EXCERPTED PASSAGE
:::::

Nostalgic meandering

I’m becoming one of those people.  You know, the ones who talk about the olden days, back when this or that was the norm.

This is not to take anything away from the younger set, of which I was once a member.  We do – as we should – go through different seasons in our lives, each one exposing us to new things and teaching us about the world and about ourselves.  They are necessary seasons.  I can value my own life experience from a my own time and still say “You go for it!  I remember when we could only imagine all the things available to you now.  Make new memories.  Find your own place in the world!”

I don’t ever want to become the old lady who thinks the younger people don’t know anything, that they can’t teach me anything, and that because I’m a certain age, none of them can understand or give me helpful ideas about life.  I’ve learned many things from my own adult children and from the changing world around me and I hope that I remain open so I don’t miss important lessons.

But please permit me this one observation: many things are just not made like they used to be.  I think I can safely say that as a fact without it being just another random generational comparison looking through bifocal lenses from my comfy recliner.

I recently brought my first sewing machine upstairs from the closet where it has been stored nearly four years now; it was carefully packed in its case at the age of 35+ years and moved aside after I bought my new one with all the bells and whistles and a nice big 10″ throat at the start of my free motion quilting journey.  I had no room or need for two machines set up all the time, so storing the old one was the obvious choice.

Earlier that day I had packed up my new machine to leave my house and spend time sewing with a group of ladies – an actual first for me! – and one of them brought an old machine along.  I listened to it hum as she sewed and I found myself missing the way my old one sounded.  When I got home, I felt compelled to take it out, oil it up, and stitch something on it.

Once the case came off, I was actually feeling nostalgic looking at it. I bought it when I was 13 years old, about 4 years after mom taught me how to sew my own clothes.  Because mom had the top of the line Pfaff and I was used to sewing on that, I didn’t want to settle for anything less!  My dad – a banker who taught us to work and pay for things we wanted outside the scope of  basic needs – advised me to apply for a bank loan so I could start working on my credit rating (LOL) and because he knew that even if I saved for months, the price might go up and I wouldn’t catch up.  He co-signed for me, I got my loan, and by working part time in a fabric store owned by my parents I paid off my loan early.

So for me this machine represents various practical and sentimental things and holds many memories. It still works, it still hums, and I love it.  And they DON’T make them like they used to.

:::::

RECORD EXCERPTS

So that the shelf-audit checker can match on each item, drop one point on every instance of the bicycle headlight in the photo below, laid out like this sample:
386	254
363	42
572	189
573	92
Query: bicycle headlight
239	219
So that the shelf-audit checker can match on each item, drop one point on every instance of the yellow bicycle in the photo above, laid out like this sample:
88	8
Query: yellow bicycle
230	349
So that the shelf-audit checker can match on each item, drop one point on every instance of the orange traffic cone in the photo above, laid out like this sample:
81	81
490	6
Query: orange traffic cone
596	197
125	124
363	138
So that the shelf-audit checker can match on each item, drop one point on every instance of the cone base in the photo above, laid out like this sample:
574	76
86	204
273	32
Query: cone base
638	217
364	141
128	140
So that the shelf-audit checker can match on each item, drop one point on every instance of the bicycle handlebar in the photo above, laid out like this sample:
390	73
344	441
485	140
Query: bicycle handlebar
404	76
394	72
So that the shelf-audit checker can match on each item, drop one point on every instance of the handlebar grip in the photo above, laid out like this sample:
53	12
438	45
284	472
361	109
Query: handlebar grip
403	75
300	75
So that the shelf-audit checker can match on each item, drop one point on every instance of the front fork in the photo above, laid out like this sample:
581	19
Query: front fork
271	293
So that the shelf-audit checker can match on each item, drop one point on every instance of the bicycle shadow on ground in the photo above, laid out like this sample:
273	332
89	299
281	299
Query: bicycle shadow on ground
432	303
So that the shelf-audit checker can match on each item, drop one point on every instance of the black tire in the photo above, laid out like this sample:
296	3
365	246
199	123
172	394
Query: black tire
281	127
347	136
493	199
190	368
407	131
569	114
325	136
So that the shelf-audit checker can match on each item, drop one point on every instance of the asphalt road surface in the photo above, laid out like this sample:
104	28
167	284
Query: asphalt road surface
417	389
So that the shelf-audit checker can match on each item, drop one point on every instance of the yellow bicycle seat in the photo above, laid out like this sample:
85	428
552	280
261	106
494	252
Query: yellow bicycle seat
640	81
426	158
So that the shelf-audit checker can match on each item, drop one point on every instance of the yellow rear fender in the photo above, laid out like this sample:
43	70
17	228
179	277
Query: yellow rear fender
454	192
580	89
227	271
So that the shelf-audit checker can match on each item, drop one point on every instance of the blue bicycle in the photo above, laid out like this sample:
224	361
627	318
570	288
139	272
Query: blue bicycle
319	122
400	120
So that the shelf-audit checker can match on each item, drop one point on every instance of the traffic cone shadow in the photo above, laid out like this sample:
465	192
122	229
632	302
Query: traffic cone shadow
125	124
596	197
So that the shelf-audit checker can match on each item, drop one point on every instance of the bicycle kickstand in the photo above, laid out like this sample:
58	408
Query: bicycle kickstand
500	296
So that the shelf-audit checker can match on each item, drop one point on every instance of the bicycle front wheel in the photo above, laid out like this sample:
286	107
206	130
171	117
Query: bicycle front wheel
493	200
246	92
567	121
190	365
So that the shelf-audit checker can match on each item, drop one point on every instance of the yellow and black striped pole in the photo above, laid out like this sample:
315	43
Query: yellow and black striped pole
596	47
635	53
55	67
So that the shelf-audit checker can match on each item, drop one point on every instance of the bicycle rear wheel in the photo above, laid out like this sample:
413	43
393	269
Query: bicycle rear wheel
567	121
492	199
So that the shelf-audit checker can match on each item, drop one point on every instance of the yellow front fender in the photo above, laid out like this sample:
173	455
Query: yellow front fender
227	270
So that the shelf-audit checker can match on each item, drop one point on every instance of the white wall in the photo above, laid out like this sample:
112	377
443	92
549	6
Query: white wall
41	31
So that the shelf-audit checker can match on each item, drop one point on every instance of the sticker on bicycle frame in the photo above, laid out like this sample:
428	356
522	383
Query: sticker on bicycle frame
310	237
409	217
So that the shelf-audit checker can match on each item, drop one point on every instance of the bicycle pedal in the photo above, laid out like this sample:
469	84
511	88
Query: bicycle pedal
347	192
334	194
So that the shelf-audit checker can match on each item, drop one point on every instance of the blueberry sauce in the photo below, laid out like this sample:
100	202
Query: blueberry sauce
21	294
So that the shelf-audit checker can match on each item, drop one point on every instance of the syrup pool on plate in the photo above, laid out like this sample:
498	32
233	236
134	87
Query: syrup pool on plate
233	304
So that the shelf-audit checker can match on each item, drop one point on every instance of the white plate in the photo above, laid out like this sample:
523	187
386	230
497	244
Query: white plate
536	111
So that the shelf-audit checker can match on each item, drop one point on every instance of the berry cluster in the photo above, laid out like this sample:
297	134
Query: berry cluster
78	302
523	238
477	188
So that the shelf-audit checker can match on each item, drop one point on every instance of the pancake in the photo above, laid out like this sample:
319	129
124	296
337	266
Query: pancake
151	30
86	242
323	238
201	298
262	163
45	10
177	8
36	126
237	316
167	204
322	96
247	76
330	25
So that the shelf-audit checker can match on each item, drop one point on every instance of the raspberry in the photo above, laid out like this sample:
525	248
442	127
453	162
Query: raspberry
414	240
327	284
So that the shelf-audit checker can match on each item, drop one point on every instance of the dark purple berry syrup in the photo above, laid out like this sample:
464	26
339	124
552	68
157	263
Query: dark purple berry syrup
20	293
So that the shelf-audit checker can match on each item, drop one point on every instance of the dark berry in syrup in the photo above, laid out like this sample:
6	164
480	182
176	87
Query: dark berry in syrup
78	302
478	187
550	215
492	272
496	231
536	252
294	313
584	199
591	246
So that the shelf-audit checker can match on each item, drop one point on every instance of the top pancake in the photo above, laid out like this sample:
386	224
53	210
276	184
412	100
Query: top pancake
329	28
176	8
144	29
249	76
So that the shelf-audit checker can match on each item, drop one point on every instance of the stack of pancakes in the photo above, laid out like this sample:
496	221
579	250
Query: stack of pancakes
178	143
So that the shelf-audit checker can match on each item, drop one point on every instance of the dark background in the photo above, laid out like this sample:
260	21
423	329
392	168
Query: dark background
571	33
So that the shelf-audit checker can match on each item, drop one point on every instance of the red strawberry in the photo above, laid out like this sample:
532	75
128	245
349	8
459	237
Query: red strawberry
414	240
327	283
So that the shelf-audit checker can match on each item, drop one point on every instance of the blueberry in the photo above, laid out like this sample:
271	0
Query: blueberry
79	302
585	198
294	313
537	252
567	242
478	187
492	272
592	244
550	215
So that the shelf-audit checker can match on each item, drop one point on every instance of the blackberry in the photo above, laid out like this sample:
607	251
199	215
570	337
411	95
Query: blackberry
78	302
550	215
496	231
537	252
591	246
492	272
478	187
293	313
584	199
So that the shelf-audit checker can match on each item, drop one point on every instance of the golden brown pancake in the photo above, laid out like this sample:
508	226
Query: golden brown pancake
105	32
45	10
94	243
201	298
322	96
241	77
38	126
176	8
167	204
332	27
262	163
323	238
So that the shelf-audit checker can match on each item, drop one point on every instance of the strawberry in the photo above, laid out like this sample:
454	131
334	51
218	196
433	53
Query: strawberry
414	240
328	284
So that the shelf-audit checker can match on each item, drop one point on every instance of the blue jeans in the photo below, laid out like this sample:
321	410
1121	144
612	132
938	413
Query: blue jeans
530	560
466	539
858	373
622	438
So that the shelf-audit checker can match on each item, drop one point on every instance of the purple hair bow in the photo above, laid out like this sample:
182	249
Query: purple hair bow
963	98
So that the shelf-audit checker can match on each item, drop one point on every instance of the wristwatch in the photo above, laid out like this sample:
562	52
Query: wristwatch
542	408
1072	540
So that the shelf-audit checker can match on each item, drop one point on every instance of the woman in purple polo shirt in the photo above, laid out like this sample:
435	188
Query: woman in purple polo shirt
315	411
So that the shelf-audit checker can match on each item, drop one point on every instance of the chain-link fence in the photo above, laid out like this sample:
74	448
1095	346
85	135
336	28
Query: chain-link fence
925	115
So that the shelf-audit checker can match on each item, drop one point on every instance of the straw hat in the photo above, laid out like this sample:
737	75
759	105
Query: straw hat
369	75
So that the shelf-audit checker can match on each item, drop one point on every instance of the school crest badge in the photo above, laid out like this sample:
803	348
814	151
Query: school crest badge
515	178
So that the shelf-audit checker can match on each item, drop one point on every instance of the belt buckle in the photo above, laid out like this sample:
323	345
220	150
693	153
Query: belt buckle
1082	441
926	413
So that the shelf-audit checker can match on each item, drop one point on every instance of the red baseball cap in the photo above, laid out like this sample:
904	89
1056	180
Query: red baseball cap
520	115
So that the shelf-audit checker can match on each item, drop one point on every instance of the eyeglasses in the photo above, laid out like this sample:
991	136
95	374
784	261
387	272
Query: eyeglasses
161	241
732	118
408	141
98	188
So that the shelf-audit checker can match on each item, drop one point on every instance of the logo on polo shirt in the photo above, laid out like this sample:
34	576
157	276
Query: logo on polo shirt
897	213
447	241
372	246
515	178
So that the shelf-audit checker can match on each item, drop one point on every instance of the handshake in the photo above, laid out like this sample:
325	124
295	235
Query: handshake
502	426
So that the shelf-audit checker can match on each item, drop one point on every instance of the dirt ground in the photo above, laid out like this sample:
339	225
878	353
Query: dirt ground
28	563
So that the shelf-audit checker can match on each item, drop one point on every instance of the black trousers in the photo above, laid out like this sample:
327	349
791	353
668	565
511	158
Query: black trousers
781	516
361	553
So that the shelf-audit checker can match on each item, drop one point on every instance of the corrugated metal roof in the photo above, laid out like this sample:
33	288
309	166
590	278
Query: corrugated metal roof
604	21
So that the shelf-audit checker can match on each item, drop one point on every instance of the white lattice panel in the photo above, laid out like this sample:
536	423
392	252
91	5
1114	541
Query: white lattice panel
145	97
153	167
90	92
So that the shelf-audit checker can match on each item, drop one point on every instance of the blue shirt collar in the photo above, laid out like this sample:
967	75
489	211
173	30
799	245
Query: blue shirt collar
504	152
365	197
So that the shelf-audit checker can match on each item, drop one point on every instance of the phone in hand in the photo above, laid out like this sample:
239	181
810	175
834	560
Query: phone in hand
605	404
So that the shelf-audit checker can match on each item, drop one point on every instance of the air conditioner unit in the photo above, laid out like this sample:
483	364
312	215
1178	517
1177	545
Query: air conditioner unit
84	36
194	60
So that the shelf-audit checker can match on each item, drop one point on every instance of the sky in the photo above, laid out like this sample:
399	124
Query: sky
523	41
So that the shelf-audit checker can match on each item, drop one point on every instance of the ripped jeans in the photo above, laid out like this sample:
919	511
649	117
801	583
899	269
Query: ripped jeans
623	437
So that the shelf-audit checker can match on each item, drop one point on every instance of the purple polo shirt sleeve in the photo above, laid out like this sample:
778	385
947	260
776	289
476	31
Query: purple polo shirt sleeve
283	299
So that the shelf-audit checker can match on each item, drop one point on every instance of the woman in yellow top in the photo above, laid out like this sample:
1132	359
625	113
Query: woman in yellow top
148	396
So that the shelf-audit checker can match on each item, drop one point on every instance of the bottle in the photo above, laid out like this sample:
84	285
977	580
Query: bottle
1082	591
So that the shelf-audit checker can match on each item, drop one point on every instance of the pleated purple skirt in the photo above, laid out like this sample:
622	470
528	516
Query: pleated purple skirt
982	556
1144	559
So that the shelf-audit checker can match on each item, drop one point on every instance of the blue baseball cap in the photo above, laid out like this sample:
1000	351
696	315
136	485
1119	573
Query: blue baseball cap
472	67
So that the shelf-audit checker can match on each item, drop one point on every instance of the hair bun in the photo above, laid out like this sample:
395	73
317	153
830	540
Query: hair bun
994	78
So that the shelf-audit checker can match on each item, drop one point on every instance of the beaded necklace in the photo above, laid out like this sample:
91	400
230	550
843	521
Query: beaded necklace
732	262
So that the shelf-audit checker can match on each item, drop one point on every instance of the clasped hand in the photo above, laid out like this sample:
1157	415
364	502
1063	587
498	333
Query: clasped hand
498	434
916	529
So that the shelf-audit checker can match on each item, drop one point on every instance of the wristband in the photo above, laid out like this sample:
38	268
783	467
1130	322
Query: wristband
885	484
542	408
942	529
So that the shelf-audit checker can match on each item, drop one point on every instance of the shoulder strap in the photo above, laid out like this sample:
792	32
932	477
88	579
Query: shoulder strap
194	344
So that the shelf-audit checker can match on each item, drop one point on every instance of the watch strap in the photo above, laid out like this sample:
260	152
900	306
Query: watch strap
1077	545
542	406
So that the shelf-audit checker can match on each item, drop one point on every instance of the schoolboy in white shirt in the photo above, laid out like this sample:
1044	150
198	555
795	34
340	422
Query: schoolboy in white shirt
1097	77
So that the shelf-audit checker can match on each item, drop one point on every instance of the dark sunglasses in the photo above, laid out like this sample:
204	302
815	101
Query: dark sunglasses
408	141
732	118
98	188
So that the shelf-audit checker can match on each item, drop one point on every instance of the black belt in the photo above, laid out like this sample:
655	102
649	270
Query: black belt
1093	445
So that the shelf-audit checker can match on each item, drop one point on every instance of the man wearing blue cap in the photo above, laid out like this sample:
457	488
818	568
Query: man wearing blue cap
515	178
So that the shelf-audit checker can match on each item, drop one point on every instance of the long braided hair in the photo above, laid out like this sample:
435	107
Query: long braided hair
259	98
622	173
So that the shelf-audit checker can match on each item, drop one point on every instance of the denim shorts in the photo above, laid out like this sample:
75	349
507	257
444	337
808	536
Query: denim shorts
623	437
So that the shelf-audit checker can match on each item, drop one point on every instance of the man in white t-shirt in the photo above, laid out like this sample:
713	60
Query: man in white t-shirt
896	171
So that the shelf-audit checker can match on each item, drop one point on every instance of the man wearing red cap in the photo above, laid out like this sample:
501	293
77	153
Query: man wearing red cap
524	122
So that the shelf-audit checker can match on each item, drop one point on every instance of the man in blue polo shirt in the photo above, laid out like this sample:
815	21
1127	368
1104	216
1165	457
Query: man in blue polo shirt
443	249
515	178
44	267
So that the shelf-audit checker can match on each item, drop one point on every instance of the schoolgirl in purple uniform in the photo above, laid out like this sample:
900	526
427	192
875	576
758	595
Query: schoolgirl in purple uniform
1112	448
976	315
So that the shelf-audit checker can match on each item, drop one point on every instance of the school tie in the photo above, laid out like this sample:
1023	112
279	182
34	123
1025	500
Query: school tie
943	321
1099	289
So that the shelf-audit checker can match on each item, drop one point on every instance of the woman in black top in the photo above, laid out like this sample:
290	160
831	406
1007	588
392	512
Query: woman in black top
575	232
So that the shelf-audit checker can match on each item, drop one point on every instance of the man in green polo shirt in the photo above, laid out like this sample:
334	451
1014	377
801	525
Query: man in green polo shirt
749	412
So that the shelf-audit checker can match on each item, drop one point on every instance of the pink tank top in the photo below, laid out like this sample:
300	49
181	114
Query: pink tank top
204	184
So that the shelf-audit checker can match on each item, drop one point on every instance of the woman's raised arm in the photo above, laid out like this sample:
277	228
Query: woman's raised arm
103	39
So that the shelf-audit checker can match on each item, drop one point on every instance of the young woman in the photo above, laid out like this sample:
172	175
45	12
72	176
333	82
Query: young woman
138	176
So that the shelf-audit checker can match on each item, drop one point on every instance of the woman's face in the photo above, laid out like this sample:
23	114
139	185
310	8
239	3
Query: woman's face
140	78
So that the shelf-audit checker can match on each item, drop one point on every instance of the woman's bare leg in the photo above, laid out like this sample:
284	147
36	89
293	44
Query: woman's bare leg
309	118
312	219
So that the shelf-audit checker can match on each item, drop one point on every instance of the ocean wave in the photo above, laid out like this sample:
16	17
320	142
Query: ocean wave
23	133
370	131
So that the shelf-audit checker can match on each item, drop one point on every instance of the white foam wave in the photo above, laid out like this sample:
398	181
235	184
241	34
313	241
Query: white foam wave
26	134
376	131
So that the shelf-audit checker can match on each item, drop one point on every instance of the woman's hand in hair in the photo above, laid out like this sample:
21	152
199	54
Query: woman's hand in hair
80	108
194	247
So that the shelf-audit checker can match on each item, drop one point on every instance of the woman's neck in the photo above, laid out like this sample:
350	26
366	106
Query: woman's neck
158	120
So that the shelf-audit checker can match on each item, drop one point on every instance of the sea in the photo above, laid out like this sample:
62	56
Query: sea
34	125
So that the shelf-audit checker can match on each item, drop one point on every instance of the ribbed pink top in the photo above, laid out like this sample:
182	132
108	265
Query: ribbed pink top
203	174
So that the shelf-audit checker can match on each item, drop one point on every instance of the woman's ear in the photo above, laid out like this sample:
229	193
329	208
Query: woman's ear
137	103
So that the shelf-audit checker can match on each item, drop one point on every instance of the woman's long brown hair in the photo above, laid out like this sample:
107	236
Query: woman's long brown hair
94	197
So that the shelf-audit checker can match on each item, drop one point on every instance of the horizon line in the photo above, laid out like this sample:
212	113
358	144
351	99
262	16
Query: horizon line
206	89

:::::

TASK GOAL
Carry on the essay about the old sewing machine, starting after its final sentence. The material has no connection to the essay about the old sewing machine.

ANSWER FOR THE TASK
Sure, my new one  is all computerized and does a ton of fancy things (many of which I don’t use or need but that 10″ throat got me…! LOL) and it’s a pretty color and all that.  But it’s just not the same.

It’s nobody’s fault; things change, technology advances, manufacturing moves forward, parts get farmed out to keep prices down etc. etc. etc. Sometimes that makes things better, sometimes it doesn’t.  And I guess it all depends on what you want the “thing” – whatever it is – to do for you.

Obviously, my new machine does a lot my old one doesn’t do.  But it doesn’t hum along without vibrating, and it doesn’t have the same stitch quality, and it doesn’t have the power to move me back to my childhood and teen years of sewing all my own clothes and through my married life of sewing for my husband, my children, and my home, and into my first attempt at free motion quilting that opened up a new world to me.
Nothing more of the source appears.